== Excerpted text

What is Law Companion Ruling 2016/12DC?
Law Companion Ruling 2016/12DC (‘LCR 2016/12DC’) provides guidance in determining an individual’s total superannuation balance. The concept of a total superannuation balance was introduced by the federal government in the Treasury Laws Amendment (Fair and Sustainable Superannuation) Act 2016, and it is a method for valuing all of an individual’s superannuation interests.
Why does it matter?
As explained in the Ruling, a total superannuation balance is relevant in certain circumstances:
- Eligibility for unused concession contributions cap carry forward
Where an individual has an unused concessional contributions cap for one or more of the previous five years, and their total superannuation balance is less than $500 000 just before the start of a financial year, they may be able to increase their concessional contributions cap.
- Bringing forward non-concessional contributions cap
An individual will be eligible for a non-concessional contributions cap of four times their concessional contributions cap in a financial year, if immediately before the start of that financial year their total superannuation balance is below the general transfer balance cap.

====

● Given problem
Continue the text on Law Companion Ruling 2016/12DC and total superannuation balance, starting after its last sentence. The listing comes from a different source than the text above it.

== Data supplied

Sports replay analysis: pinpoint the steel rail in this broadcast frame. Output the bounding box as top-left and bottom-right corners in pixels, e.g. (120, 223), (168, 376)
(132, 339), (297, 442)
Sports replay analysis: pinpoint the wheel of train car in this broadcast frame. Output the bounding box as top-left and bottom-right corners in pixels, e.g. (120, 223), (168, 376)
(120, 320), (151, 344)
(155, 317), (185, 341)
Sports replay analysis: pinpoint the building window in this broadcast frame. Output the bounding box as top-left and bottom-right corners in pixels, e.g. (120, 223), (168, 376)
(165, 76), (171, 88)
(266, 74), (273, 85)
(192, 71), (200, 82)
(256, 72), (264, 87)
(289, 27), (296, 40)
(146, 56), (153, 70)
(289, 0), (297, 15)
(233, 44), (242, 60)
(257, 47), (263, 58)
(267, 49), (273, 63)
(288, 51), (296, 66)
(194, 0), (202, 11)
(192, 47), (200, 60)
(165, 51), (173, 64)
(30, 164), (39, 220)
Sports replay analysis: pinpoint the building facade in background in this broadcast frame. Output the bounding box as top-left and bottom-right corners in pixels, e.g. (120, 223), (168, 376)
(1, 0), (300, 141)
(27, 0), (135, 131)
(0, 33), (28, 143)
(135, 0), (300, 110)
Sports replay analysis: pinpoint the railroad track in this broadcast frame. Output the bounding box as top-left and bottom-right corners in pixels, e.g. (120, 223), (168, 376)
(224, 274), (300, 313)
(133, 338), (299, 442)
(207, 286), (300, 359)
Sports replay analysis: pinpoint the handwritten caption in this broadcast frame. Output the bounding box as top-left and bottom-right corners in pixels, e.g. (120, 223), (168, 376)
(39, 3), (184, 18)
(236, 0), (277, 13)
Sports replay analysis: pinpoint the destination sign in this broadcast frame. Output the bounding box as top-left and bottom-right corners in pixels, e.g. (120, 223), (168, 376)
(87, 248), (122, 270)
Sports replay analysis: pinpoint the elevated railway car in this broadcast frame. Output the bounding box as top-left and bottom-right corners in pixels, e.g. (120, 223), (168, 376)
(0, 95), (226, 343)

====

● Reply to the exercise
- Eligibility for the government co-contribution
- Eligibility for the tax offset spouse contributions
- Eligibility for SMSFs and small APRA funds to use the segregated assets method to determine their exempt current pension income (ECPI)
The following circumstances prevent SMSFs and small APRA funds from using the segregated assets method for an income year:
- A person has a total superannuation balance that exceeds $1.6 million; and
- The person is the retirement phase recipient of a superannuation income stream; and
- At a time during the income year, the person has a superannuation interest in the fund.
How is a total superannuation balance determined?
A total superannuation balance is comprised of five components. These are
- The accumulation phase value;
- The transfer balance or modified transfer balance;
- Rollover superannuation benefits;
- If applicable, any outstanding balance of a limited recourse borrowing arrangement (LBRA);
- And is reduced by any structured settlement contributions.
The accumulation phase value
This is the accumulation phase value of an individual’s superannuation interests that are not in retirement phase. Where any of the following circumstances apply, a superannuation interest will be in retirement phase:
- Where an interest supports a superannuation income stream where a superannuation income stream benefit is currently payable.
- Where an interest is a deferred superannuation income stream that has not yet become payable but the member has met a relevant condition of release.
- Where the interest is a transition to retirement income stream, a transition to retirement pension, a non-commendable allocated annuity or a non-commutable allocated pension (collectively known as TRIS) AND the member is 65 years or older, or they have met a relevant condition of release with nil cashing restriction, and they have notified the superannuation provider for the TRIS of that fact.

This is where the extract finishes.